DATA RECORDS START

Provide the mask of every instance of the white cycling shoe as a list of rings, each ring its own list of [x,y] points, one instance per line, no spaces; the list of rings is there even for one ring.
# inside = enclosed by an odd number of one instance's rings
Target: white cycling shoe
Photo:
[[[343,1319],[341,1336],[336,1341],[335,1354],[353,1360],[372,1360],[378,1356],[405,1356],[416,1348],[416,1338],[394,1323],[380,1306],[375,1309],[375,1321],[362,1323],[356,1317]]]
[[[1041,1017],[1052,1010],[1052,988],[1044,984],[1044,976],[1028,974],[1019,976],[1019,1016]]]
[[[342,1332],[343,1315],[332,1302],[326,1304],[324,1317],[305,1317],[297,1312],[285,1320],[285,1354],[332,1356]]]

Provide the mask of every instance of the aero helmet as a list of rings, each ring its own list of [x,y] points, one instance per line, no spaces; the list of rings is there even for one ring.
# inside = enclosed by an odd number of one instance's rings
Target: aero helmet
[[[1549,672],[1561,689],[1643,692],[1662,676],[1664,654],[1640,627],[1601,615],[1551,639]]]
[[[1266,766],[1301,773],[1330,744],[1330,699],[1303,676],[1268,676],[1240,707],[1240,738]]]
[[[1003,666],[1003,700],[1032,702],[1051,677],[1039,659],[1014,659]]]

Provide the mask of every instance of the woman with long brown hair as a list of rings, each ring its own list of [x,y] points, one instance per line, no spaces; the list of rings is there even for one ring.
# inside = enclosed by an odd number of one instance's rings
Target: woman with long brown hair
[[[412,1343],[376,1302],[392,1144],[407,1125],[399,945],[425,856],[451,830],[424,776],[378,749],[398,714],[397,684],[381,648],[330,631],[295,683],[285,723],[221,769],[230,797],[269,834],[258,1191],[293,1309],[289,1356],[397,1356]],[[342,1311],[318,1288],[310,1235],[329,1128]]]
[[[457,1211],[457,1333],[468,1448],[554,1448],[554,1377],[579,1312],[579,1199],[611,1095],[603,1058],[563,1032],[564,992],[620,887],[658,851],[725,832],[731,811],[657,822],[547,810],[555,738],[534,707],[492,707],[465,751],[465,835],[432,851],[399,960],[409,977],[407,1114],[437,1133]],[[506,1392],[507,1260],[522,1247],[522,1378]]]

DATA RECORDS END

▶ _ACTION ITEM_: For the string "spaces", go line by line through the material and copy every line that has it.

▶ _OUTPUT FOR THIS EXERCISE_:
Provide the mask of every instance of the white cycling shoe as a list of rings, each ring its own list of [x,y] points, one instance per line, no spaces; the list of rings is there even for one ring.
Provide the mask of every instance of the aero helmet as a list of rings, each ring its own list of [x,y] points, one instance per line, no spaces; the list of rings is there even for one ring.
Provide the mask of every instance of the woman with long brown hair as a list of rings, each ring its own list of [x,y] points, one instance per line, no spaces; the list of rings is there even for one ring.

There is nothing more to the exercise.